**HOW TO COMPLETE THIS TASK**. From the material below, return every line that includes "instance".

%%

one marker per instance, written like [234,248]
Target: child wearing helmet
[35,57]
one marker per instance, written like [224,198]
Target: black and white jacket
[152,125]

%%

**ANSWER SPACE**.
one marker per instance, written like [234,248]
one marker per instance, written like [224,198]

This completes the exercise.